» What you will do:
a - Extract the span of the Oak node excerpt below that runs from "Creating an oak" up to and including "instance as an Oak.".
b - According to the Oak node excerpt below, what are leaf nodes with empty values used for?

» Extract:
════════════════════

A node is composed of a list of key-value pairs and a set of attributes. A key is a pair of starting and ending genomic coordinates, termed left key and right key, respectively. When populated with data, a node keeps the data for a genomic region defined by the first left key and the last right key. The keys in a node partition the genomic region into non-overlapping sub-regions. A node can be either a branch node or a leaf node. The difference between a branch and a leaf lies in their values. A branch node is a node where the values are other nodes. A leaf node is a node where each value is a set of two lists of data points (Additional file 1: Figure S6). Each data point is a row of a BED file. When populated with data, the first list contains all the rows in the BED file where the start position matches the left key. The second list contains all the rows where the start and the end positions cover (span across) the left key. A value in a leaf node can also be empty. Leaf nodes with empty values are used to mark the genomic regions outside the query region.

Creating an oak instance, populating data, and updating oak

An Oak instance will be created, populated with data, or get updated in response to a query. These actions accomplish data transfer from the server to a user’s computer. Only the data within the queried region will be transferred. Hereafter we will refer to an Oak instance as an Oak.

════════════════════

» Given records:
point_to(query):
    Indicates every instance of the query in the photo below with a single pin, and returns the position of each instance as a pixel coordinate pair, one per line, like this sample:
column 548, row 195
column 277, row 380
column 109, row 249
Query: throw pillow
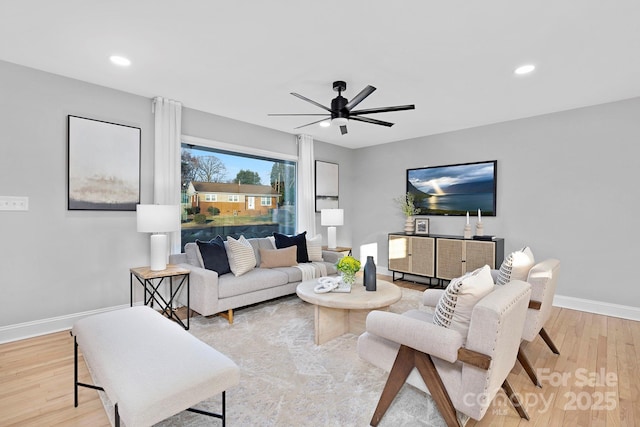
column 241, row 256
column 300, row 241
column 314, row 248
column 516, row 266
column 271, row 258
column 462, row 294
column 214, row 255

════════════════════

» Answers for the tasks:
a -
Creating an oak instance, populating data, and updating oak

An Oak instance will be created, populated with data, or get updated in response to a query. These actions accomplish data transfer from the server to a user’s computer. Only the data within the queried region will be transferred. Hereafter we will refer to an Oak instance as an Oak.

b - They mark the genomic regions outside the query region.